The task: List every line of the listing below that contains the word "wooden", copying each line in full.

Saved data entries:
================================
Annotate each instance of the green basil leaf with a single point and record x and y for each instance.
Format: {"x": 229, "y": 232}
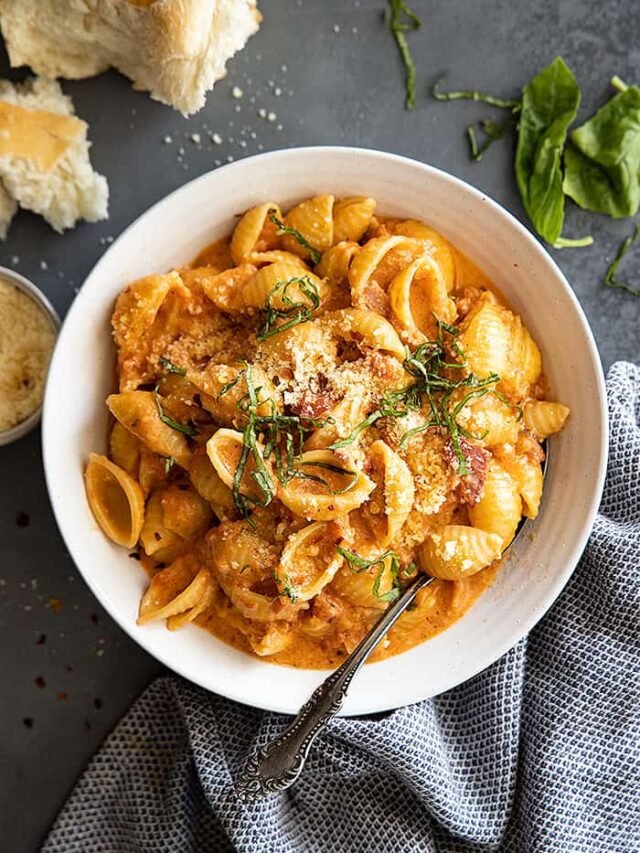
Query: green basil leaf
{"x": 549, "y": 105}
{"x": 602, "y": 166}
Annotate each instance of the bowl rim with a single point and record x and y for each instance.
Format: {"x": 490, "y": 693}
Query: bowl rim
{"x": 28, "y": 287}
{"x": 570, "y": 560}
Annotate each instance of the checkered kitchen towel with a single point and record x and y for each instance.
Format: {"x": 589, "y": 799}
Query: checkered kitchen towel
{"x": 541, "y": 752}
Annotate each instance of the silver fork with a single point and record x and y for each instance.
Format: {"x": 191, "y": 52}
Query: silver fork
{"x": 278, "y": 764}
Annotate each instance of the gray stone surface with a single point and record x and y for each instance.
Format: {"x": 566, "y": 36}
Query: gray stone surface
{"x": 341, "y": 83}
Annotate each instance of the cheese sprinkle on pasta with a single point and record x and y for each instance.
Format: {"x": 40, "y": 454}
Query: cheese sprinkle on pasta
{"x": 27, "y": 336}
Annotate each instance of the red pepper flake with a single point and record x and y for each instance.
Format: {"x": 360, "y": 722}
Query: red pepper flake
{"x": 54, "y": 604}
================================
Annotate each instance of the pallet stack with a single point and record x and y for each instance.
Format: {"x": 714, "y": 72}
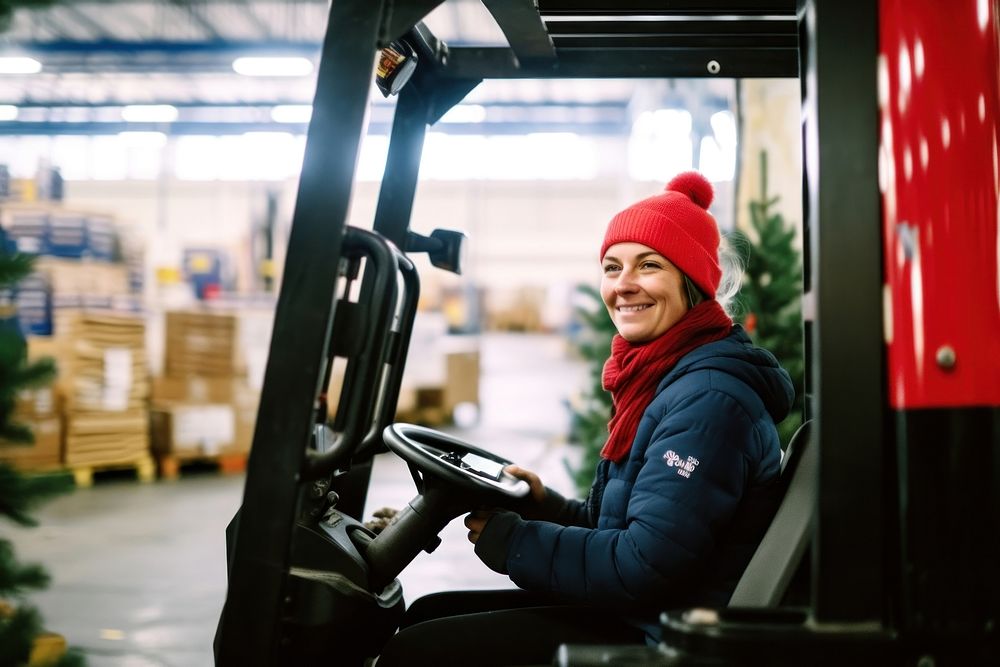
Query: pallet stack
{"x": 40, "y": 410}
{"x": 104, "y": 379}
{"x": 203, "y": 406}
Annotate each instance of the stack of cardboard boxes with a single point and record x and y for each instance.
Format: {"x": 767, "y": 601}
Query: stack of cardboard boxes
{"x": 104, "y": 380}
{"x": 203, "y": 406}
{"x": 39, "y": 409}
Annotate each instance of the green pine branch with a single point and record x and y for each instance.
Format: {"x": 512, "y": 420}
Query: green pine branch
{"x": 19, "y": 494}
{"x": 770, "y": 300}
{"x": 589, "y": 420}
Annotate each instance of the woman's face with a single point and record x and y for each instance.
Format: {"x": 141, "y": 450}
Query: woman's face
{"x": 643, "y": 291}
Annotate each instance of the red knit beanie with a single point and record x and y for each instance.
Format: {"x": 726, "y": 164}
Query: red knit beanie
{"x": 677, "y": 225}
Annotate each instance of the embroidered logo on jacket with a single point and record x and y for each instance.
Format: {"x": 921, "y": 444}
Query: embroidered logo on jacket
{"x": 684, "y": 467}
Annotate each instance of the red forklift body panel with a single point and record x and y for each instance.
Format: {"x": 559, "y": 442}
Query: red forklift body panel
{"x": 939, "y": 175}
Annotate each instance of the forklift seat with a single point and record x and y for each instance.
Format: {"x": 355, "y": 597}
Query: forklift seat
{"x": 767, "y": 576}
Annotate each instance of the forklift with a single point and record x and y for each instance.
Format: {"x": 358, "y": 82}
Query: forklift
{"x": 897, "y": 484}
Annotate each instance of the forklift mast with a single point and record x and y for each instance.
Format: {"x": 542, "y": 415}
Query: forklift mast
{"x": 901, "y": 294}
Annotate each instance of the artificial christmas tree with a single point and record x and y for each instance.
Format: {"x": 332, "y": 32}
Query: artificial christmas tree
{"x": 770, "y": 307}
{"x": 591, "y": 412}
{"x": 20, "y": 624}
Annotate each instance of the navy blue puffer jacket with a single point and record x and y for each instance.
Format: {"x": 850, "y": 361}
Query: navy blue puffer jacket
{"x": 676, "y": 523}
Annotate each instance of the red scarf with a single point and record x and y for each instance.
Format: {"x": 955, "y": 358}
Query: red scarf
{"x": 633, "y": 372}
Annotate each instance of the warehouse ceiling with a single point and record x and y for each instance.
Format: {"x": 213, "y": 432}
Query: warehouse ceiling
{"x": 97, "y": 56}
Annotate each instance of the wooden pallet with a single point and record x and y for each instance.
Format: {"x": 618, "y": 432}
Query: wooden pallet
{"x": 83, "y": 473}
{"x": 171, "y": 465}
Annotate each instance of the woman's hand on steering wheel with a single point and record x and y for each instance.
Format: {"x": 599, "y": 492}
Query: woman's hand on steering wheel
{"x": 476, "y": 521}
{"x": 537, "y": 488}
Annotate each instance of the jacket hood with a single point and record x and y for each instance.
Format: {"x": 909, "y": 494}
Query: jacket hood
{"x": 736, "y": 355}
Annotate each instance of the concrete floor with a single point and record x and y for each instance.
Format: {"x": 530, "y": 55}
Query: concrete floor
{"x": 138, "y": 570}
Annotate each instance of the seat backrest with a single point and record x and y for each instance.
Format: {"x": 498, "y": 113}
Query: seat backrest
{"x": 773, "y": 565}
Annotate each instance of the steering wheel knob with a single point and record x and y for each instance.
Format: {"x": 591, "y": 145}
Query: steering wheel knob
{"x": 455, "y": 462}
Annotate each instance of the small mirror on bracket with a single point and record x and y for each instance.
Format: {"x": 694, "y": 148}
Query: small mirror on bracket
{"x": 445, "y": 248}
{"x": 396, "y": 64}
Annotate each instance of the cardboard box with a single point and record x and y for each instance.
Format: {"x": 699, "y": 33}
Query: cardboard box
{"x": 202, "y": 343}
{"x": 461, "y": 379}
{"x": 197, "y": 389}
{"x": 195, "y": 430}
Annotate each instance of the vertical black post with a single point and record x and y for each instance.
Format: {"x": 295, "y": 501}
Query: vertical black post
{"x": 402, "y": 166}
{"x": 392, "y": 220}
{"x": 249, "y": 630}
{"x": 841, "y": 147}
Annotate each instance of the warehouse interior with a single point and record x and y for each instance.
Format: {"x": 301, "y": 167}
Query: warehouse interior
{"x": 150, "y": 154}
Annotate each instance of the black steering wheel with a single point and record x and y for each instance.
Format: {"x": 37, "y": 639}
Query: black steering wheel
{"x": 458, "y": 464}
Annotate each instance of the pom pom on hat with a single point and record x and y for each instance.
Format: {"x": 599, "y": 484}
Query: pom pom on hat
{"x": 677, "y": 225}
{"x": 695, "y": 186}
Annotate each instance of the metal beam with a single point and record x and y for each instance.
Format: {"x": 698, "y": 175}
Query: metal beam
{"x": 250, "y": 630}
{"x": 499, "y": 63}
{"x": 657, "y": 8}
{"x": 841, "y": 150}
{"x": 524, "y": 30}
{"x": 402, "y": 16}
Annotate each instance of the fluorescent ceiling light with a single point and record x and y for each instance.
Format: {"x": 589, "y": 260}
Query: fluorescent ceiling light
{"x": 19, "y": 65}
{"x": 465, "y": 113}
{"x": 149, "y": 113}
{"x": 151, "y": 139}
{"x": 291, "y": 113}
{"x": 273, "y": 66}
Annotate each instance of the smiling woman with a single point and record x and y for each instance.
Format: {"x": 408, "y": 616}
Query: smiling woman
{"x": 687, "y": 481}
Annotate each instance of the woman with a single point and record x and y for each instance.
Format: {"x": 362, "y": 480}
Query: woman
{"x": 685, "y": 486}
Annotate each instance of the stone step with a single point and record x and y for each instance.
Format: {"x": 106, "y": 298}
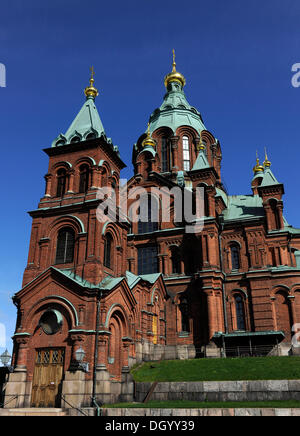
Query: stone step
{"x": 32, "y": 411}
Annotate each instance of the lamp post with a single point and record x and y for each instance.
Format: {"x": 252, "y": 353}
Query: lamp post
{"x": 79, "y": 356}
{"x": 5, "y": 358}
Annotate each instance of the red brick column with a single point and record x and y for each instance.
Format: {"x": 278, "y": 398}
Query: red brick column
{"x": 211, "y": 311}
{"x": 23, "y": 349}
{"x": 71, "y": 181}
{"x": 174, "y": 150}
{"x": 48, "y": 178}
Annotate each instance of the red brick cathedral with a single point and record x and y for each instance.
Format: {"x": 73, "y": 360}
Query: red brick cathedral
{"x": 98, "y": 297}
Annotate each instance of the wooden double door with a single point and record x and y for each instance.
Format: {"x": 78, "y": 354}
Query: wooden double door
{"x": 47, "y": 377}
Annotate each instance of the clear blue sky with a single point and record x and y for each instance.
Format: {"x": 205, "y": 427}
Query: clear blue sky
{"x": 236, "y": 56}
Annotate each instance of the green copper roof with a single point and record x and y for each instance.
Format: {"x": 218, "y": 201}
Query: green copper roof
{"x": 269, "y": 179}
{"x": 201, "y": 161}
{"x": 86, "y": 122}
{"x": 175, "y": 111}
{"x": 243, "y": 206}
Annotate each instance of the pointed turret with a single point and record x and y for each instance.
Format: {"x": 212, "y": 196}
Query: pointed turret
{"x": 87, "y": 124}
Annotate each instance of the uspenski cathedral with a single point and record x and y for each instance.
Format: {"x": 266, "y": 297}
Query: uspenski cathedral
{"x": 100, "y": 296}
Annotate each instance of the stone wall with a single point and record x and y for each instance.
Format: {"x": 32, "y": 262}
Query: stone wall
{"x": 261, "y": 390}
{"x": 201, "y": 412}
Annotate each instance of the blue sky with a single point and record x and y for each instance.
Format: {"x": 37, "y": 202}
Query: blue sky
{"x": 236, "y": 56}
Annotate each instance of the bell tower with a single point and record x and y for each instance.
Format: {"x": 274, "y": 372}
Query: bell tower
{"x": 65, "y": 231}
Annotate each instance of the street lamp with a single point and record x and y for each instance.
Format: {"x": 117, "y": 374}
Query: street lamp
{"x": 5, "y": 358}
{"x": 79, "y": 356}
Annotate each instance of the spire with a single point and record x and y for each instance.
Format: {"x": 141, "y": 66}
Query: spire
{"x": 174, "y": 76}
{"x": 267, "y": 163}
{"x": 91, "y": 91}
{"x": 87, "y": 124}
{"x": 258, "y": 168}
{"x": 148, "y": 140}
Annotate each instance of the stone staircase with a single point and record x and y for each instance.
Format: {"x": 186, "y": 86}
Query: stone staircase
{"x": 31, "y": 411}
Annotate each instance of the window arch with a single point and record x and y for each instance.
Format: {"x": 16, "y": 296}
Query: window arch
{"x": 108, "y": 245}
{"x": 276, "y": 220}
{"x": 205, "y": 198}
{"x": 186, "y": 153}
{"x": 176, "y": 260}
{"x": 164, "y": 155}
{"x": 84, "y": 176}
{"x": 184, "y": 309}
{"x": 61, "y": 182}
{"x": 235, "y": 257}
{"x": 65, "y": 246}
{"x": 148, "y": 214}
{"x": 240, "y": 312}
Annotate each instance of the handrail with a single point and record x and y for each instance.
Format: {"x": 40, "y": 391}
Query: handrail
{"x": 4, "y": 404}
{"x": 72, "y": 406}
================================
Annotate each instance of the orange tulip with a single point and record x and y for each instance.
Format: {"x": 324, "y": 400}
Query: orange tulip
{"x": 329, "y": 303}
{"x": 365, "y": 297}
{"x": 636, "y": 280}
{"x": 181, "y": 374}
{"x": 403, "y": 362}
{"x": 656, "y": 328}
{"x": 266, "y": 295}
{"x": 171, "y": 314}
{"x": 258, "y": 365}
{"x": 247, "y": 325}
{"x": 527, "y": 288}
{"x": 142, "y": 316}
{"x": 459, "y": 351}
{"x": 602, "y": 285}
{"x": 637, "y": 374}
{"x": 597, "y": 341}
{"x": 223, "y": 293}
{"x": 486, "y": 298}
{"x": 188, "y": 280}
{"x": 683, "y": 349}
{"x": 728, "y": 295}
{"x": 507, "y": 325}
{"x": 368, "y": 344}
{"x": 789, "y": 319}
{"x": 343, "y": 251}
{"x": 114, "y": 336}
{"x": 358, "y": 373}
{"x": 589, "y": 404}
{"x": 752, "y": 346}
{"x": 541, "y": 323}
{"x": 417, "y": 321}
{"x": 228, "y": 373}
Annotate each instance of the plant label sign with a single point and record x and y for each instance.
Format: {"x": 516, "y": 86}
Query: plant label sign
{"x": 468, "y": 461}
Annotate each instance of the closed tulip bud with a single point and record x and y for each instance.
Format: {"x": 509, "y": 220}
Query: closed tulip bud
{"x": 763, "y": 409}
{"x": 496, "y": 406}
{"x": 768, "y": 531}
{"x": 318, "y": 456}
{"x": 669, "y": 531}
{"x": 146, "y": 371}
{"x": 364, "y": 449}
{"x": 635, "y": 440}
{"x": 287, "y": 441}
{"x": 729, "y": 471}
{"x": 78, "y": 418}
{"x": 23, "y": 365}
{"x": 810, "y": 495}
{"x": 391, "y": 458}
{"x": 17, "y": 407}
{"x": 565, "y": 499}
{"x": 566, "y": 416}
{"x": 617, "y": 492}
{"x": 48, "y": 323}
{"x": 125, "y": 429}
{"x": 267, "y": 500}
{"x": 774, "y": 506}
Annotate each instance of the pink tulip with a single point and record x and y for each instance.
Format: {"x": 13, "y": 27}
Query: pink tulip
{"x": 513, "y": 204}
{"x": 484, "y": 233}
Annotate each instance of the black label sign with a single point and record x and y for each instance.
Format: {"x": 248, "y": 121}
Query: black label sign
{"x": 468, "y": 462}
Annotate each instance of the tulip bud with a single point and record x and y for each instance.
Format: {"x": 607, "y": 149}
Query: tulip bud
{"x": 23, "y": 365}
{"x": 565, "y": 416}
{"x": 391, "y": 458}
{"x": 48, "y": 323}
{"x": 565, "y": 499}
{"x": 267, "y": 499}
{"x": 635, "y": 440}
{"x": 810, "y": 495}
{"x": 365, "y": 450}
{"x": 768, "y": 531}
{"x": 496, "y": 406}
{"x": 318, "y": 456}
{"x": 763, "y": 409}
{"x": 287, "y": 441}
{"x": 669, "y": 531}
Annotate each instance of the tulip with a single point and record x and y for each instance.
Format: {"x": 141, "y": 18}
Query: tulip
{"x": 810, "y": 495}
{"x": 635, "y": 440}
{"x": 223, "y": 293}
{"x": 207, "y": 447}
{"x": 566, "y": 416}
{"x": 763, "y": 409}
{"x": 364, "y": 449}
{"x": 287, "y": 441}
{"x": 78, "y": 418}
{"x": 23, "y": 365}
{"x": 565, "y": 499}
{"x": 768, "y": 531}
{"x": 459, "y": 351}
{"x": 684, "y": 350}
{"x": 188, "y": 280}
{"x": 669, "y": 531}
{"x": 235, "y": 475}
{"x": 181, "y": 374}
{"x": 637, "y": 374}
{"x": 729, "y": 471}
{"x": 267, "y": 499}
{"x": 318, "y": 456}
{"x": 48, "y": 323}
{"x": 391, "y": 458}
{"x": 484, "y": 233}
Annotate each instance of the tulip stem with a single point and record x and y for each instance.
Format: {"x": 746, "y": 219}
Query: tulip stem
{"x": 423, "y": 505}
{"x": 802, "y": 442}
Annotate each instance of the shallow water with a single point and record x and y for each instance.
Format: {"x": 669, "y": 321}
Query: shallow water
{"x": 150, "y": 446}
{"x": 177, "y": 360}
================================
Full output:
Annotate each instance of the wooden pallet with a single point and record x and y for each instance.
Query: wooden pallet
Annotate each instance of the wooden double door with a single point and record x and y for each instance.
Query: wooden double door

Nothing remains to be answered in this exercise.